▸ **REQUIREMENT**: Extract each line of the data below that contains the string "cloud". Matches are case-sensitive.
BEGIN DATA FOR THIS TASK
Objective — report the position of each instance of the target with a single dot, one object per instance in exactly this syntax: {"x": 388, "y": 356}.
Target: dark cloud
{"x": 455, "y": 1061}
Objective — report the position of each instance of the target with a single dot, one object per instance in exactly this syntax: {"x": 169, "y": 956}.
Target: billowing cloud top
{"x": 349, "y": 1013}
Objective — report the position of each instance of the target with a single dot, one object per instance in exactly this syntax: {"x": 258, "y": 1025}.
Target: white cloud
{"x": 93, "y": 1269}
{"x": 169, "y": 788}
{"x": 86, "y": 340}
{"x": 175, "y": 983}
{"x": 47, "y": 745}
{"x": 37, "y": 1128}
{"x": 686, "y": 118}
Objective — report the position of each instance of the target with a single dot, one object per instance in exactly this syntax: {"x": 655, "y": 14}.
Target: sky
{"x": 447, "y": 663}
END DATA FOR THIS TASK
BEGIN DATA FOR THIS TASK
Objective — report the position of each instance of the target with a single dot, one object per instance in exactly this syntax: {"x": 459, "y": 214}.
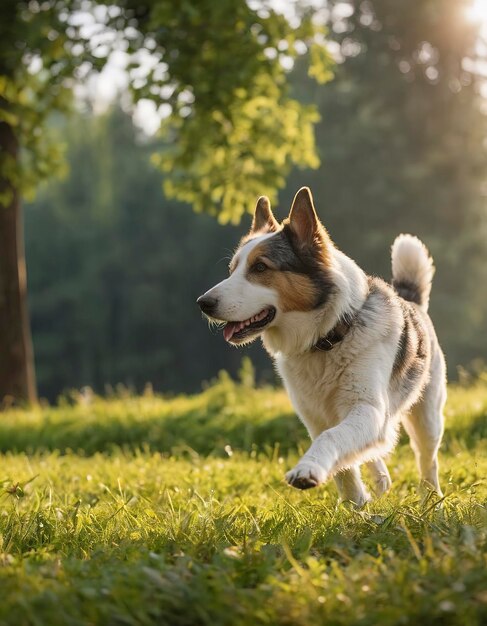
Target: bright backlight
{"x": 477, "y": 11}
END DATA FOR THIS TASK
▸ **CORRECT OUTPUT**:
Target: dark cloud
Target: billowing cloud top
Target: white cloud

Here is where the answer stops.